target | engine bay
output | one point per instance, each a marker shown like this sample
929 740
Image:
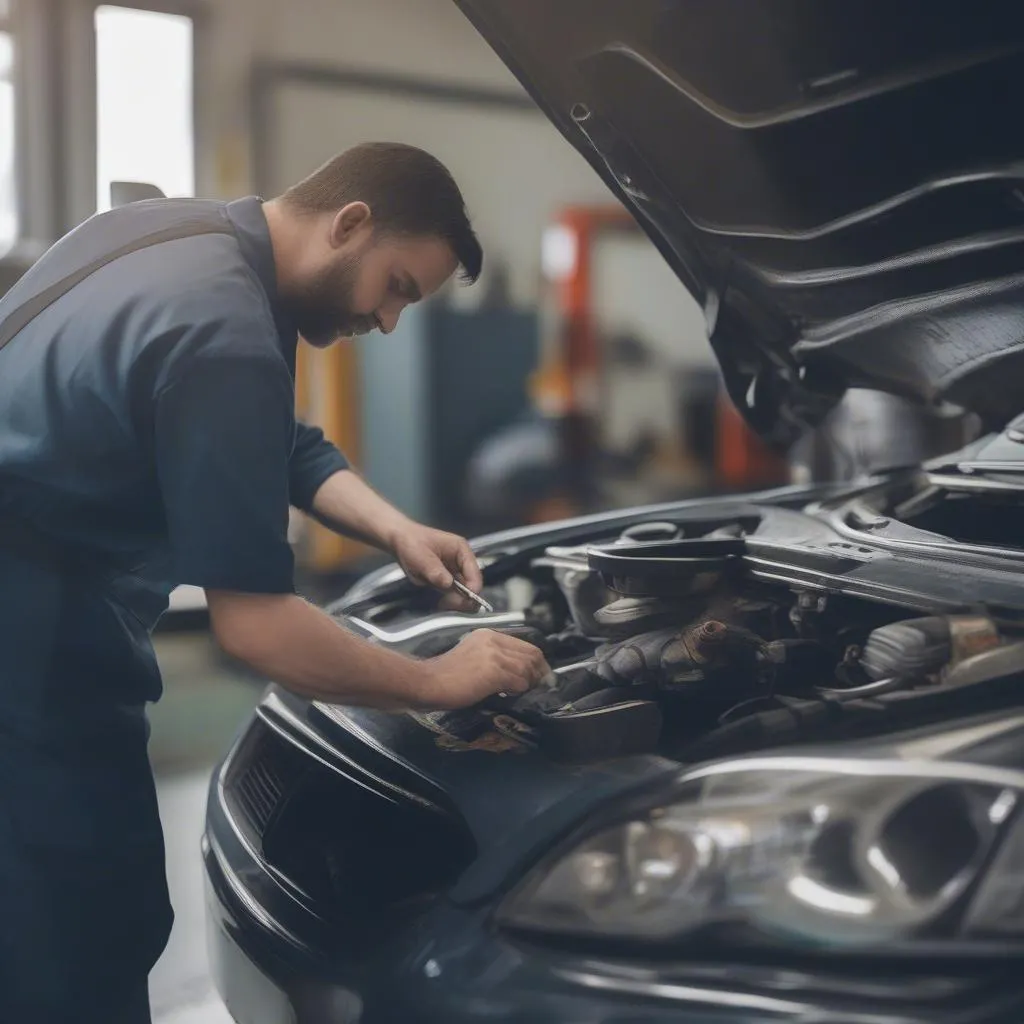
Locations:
667 637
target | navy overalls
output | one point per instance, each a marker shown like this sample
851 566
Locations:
147 438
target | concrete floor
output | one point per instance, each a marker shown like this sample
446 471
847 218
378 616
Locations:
205 701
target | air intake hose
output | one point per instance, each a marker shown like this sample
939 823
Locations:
922 647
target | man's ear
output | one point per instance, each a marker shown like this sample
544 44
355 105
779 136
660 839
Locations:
349 221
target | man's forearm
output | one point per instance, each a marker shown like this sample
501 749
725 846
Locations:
348 504
290 641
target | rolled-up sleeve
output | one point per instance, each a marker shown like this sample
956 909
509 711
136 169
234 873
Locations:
313 460
223 437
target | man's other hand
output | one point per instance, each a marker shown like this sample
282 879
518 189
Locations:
483 663
431 557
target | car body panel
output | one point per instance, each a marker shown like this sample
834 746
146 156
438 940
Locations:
838 185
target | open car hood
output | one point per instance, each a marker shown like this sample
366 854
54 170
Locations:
840 185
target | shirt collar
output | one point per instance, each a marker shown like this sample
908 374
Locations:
254 240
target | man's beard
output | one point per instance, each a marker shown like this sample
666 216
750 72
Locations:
324 313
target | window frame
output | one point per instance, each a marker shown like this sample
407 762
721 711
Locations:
78 181
198 13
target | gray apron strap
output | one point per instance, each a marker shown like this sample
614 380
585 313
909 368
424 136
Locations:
19 535
22 316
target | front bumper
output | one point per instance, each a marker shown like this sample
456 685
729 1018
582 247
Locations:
448 965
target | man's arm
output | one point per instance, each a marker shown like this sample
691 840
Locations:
430 557
222 437
288 640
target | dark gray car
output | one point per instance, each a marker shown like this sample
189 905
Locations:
778 772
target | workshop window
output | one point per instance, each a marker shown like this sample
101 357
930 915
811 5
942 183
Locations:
8 172
144 95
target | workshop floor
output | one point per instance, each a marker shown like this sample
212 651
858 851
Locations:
205 700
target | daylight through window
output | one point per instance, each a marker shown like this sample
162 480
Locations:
144 124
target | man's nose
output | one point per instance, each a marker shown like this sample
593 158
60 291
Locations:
388 320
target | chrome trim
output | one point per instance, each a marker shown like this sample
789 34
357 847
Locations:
281 709
951 771
409 638
966 483
255 908
945 743
650 987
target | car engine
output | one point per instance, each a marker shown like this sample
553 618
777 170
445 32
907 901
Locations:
660 642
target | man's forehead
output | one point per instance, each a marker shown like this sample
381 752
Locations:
428 261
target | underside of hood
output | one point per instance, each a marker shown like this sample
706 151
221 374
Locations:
841 185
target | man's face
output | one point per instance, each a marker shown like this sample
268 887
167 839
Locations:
367 283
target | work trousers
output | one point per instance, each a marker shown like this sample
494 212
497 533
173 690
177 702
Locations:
84 908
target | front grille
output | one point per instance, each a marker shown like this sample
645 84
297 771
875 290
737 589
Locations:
260 790
265 771
351 841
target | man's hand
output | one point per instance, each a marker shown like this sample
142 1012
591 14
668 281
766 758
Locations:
288 640
428 556
431 557
484 663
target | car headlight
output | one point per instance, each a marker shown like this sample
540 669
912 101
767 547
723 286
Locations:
830 856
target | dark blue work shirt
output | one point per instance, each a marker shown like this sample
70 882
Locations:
146 419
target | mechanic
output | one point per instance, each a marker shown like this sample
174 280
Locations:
147 438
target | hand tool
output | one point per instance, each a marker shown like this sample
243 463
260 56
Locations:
466 592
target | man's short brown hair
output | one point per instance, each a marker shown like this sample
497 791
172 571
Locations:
409 192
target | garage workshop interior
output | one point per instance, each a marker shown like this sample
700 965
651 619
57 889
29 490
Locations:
511 511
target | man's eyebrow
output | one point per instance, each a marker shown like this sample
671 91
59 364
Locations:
413 289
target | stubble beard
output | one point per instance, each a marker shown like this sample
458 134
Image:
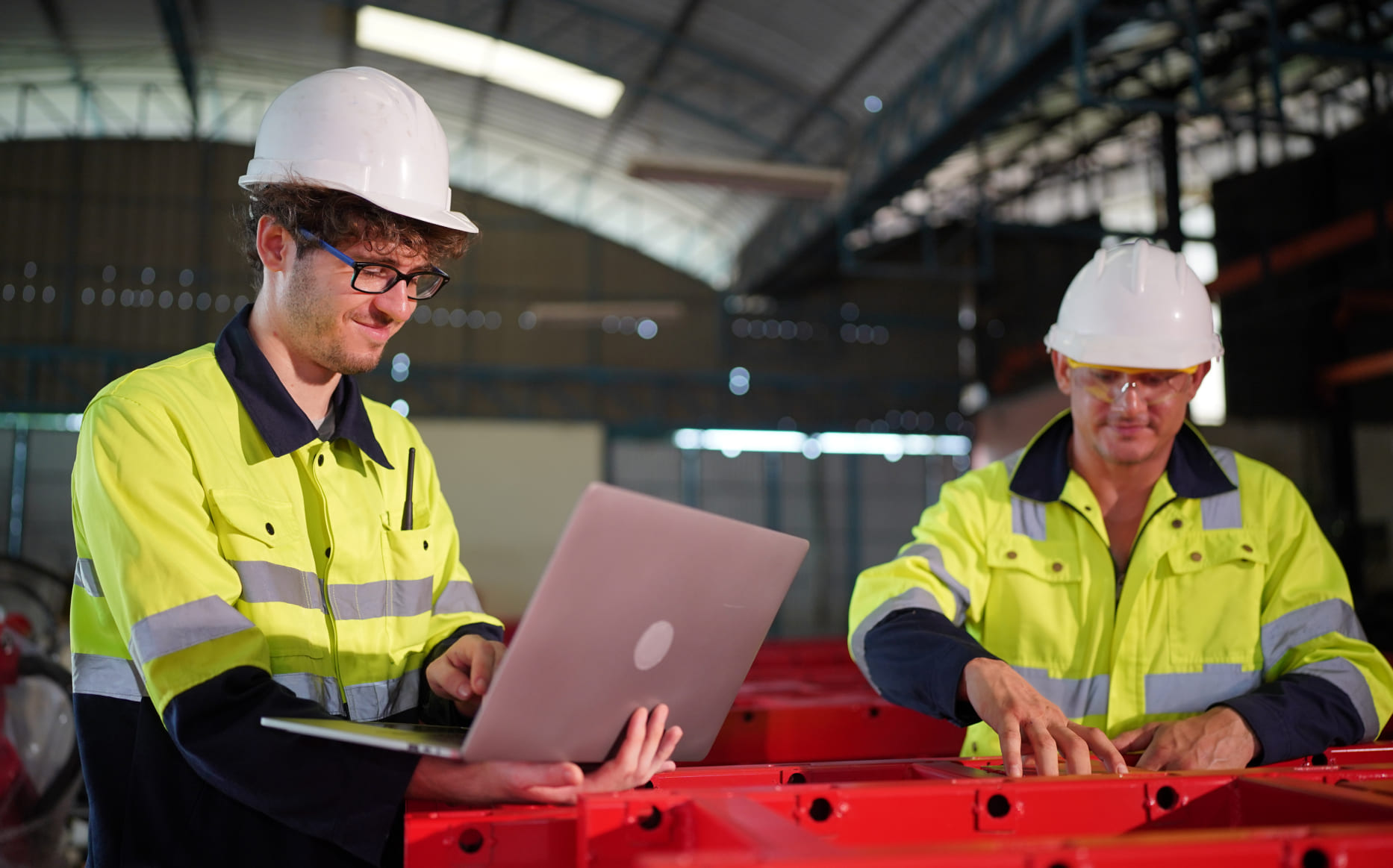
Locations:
318 331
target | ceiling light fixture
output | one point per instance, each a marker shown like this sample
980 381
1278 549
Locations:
502 63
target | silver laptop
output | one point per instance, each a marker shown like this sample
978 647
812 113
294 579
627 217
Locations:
644 601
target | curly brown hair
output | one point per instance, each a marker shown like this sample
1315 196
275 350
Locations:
342 219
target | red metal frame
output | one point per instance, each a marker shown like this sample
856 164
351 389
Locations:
772 794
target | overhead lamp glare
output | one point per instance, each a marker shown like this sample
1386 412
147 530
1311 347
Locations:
502 63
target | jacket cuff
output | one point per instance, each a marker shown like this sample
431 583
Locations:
915 658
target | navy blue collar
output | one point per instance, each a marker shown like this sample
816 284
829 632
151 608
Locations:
1044 467
278 418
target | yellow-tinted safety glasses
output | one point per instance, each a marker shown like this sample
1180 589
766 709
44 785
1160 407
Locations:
1111 384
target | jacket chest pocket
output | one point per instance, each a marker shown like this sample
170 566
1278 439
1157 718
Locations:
1214 596
1034 605
265 543
410 563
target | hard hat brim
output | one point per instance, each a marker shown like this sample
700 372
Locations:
1130 352
405 208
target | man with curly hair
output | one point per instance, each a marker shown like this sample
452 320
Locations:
255 538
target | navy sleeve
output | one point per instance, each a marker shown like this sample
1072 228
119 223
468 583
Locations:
439 711
915 659
343 793
1297 715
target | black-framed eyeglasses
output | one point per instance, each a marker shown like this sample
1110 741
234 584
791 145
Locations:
376 278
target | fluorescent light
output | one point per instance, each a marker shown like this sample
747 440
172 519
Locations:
1211 403
732 442
502 63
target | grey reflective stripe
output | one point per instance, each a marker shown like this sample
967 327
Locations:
384 699
1347 678
184 626
1194 691
268 583
317 689
1076 697
1029 517
1224 512
1304 625
458 596
935 558
393 598
104 676
85 577
914 598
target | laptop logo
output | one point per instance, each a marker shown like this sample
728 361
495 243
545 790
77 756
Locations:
652 647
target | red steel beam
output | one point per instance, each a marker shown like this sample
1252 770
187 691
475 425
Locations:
1301 250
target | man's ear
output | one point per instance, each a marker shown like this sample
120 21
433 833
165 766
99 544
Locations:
1198 376
275 246
1060 366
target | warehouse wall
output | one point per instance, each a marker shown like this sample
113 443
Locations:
511 487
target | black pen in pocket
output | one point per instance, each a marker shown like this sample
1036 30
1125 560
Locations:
411 472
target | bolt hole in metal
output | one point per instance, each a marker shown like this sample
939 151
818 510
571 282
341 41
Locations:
1166 797
652 819
1315 858
471 840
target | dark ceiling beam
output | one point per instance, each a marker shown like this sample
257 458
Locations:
1244 43
849 73
53 17
634 96
177 31
992 66
482 87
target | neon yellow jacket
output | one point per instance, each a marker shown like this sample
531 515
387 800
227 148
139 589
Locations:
201 551
1230 588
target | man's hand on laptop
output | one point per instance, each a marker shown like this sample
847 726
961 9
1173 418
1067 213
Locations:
643 754
464 672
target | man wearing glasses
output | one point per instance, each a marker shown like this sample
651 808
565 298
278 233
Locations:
258 540
1119 584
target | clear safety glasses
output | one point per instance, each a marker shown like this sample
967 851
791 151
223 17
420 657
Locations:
376 278
1111 384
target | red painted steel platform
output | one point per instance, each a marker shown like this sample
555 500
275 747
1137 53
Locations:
782 802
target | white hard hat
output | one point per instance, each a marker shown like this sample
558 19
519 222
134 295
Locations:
1135 305
361 131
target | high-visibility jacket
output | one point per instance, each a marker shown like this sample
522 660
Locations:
1230 596
219 538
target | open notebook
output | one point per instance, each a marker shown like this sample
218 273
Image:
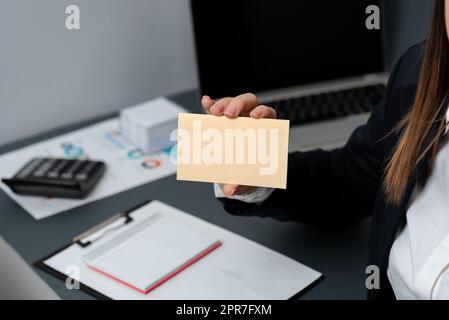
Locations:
151 252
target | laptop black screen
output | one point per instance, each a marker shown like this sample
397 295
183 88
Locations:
259 45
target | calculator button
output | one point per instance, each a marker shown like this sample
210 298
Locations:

- Written problem:
Reproduce each line exactly, please, except for any pictures.

- Result of this task:
target | engine bay
output | one point per instance, each a marker shown like this sample
929 740
Image:
Locations:
667 637
target | navy overalls
output | one point per instance, each a marker shown like this sample
851 566
Locations:
147 438
target | concrete floor
output | one point per instance, each a marker shown like this sample
446 471
847 218
378 616
Locations:
205 701
target | air intake hose
output | one point per instance, each a marker shown like this sample
939 823
Locations:
922 647
target | man's ear
output | one point per instance, each a marker shown like this sample
544 44
355 105
779 136
660 839
Locations:
349 221
target | man's forearm
output | one point per instance, each a marker shown like this sample
501 749
725 846
Locations:
348 504
290 641
target | rolled-up sleeve
output | one point per instance, each a marker shown like this sample
956 909
509 711
136 169
234 873
Locations:
313 460
223 437
target | man's other hand
output | one point per instance, each a marker shown like this sample
282 879
518 189
Locations:
483 663
431 557
target | car body panel
output | one point per instance, each a marker shown like this sample
834 746
146 156
438 940
Locations:
838 185
target | open car hood
output | one point per instance, each a marker shown like this sample
366 854
54 170
Locations:
840 185
target | shirt collar
output | one point per instance, each a marker shown like this sample
908 374
Locations:
254 240
target | man's beard
output | one point per instance, each a marker shown like this sample
666 216
750 72
Locations:
324 313
target | window frame
output | one point per instance, each a marker shown like this sample
407 762
721 711
Locations:
78 181
198 13
target | gray apron strap
output | one point per instance, each a marker shown like this sample
614 380
585 313
909 368
424 136
Locations:
19 535
22 316
target | front bumper
output | one point per instance, each a marker shown like this sample
456 685
729 1018
582 247
Locations:
448 965
target | man's arm
output | one point per instance, each a marker shown like this sample
691 840
Locations:
430 557
222 437
288 640
target | dark gray car
output | one point per instance, each a marker shown like this sample
189 905
Locations:
778 772
target | workshop window
output | one point per instance, each a marker shown like this sample
101 357
930 915
811 5
942 183
Locations:
8 172
144 95
target | workshop floor
output | one point per instance, each a marker shown like this sample
212 651
858 851
Locations:
205 700
target | daylight through window
output | one point per instance, each a marker shown like this sample
162 480
Locations:
144 124
target | man's nose
output | one point per instance, each a marker shown like this sample
593 158
60 291
Locations:
388 320
target | chrome trim
output | one point per instance, each a marker shown like this sample
789 34
357 847
Locations:
281 709
951 771
409 638
966 483
255 908
945 743
650 987
target | car engine
output | one point per instance, each a marker shown like this sample
553 618
777 170
445 32
907 901
Locations:
660 642
target | man's forehead
output | one point per instance, each a marker shown like this sample
381 752
Locations:
428 261
target | underside of hood
output | one point per instance, each a marker shown like this sample
706 151
221 374
Locations:
841 185
target | man's face
output | one point per instance, each a marker shown like this sample
268 887
167 839
Locations:
367 283
target | work trousers
output | one point per instance, each a marker shown like this sample
494 212
497 533
173 690
177 702
Locations:
84 908
target | front grille
output | one point per instance, each a marker shown like this sample
645 84
297 771
875 290
737 589
Locations:
260 790
265 771
351 841
target | man's hand
output | one point per instance, each a marker shown like this sample
142 1012
591 14
668 281
766 758
Locations:
288 640
428 556
431 557
484 663
target | car headlight
output | one point per instance, each a marker shown like this sample
540 669
912 101
767 547
723 286
Locations:
830 856
target | dark blue work shirt
output | one point per instance, each a marker shown like this sample
70 882
Locations:
146 419
target | mechanic
output | one point per instance, each a marker shown like this sample
174 280
Locations:
147 438
target | hand tool
output | one point per instance, each a marker shown like this sample
243 463
260 56
Locations:
466 592
target | man's short brown hair
output | one point per instance, each a marker shown like this sample
497 791
172 571
Locations:
409 192
target | garage workshop interior
output | one point per instance, each a marker shown like this sample
700 965
651 619
57 889
29 490
Locations:
511 511
target | man's eyebrow
output | one point per instance, each a marker shown like this sample
671 91
59 364
Locations:
413 289
target | stubble beard
output | one point per instance, each a marker shown like this sample
458 134
Image:
Locations:
318 331
target | ceiling light fixture
output | one point per instance, each a marker shown like this sample
980 381
1278 549
Locations:
502 63
target | silver laptop
output | one point per instance, each a marker shown like this sample
978 647
812 113
294 579
627 217
Locations:
644 601
target | curly brown hair
output | one point per instance, each a marker shown like this sample
1315 196
275 350
Locations:
342 219
target | red metal frame
output | one point per instance, each a marker shown like this sample
856 164
351 389
Locations:
772 794
target | overhead lamp glare
output | one point per instance, each a marker shown like this sample
1386 412
147 530
1311 347
Locations:
502 63
target | jacket cuff
output | one point per instance, each a marker shown like this sample
431 583
Locations:
915 658
target | navy blue collar
output | one point per instance, each a marker shown like this sample
816 284
829 632
151 608
Locations:
1044 467
278 418
target | yellow-tinted safety glasses
output | one point per instance, each a marker shown like this sample
1180 589
766 709
44 785
1160 407
Locations:
1111 384
target | jacket chest pocket
output | one point per instance, each a marker shown like this sample
170 566
1278 439
1157 718
Locations:
1214 596
1034 605
265 543
410 563
target | hard hat brim
output | one point per instance, each a marker shown like this sample
700 372
Locations:
1130 352
405 208
target | man with curly hair
output | one point per instance, each a marker shown like this sample
452 320
Locations:
255 538
target | navy sleeve
output | one point per instance, each a marker shown like this sample
1072 228
119 223
468 583
Locations:
439 711
915 659
343 793
1297 715
target | black-framed eyeglasses
output | one point per instance, each a marker shown like this sample
1110 741
234 584
791 145
Locations:
376 278
target | fluorescent light
output | one point per instance, each a marker shown like this sample
747 440
172 519
Locations:
1211 403
732 442
502 63
target | grey reflective stripe
output | one point per instance, each a marker shown like this sample
967 327
Locations:
384 699
1347 678
184 626
1194 691
268 583
317 689
1076 697
1029 517
1224 512
1304 625
458 596
935 558
393 598
104 676
85 577
914 598
target | laptop logo
output | one point per instance, each a marker shown like this sample
728 361
495 243
545 790
77 756
Locations:
652 647
target | red steel beam
output | one point per instance, each a marker shown like this sample
1252 770
187 691
475 425
Locations:
1301 250
target | man's ear
output | one point per instance, each a marker shown like this sample
120 21
433 833
165 766
99 544
Locations:
1198 376
275 246
1060 366
target | warehouse wall
output | one point per instance, each a marker shown like this sample
113 443
Locations:
511 487
target | black pen in pocket
output | one point per instance, each a marker shown like this sample
1036 30
1125 560
Locations:
411 472
target | bolt hole in metal
output | one point per instance, each a marker shown like this sample
939 151
818 510
571 282
341 41
Locations:
1166 797
652 819
1315 858
471 840
target | dark ceiling beam
output | one point per instance, each a marker shown like this sample
257 458
Locations:
1244 43
849 73
53 17
634 96
177 31
992 66
482 87
target | neon yellow jacket
output | one point per instance, each a marker shown like this sample
531 515
387 800
227 148
139 589
Locations:
201 551
1230 588
target | man's hand on laptop
output | one point per instance, each a marker shown like this sample
847 726
961 9
1173 418
1067 213
Locations:
643 754
464 672
target | man wearing glasses
output | one point per instance, each a marker shown like this sample
651 808
565 298
278 233
Locations:
258 540
1119 584
target | clear safety glasses
output | one point per instance, each a marker shown like this sample
967 851
791 151
223 17
420 657
Locations:
376 278
1111 384
target | red painted steel platform
output | one point per instance, each a marker shown like this sample
555 500
275 747
1137 53
Locations:
782 802
target | white hard hat
output | one point per instance, each a marker shown like this sample
558 19
519 222
134 295
Locations:
1135 305
361 131
target | high-visibility jacket
output | one point per instance, each a marker shown like this sample
522 660
Locations:
1230 596
219 538
target | open notebook
output | one point per instance, each a marker shown like this sample
218 273
Image:
Locations:
151 252
target | laptop black screen
output | one point per instance, each a marker shown like this sample
397 295
183 88
Locations:
259 45
target | calculator button
output | one point per instance, each a marker shown like this sample
210 298
Locations:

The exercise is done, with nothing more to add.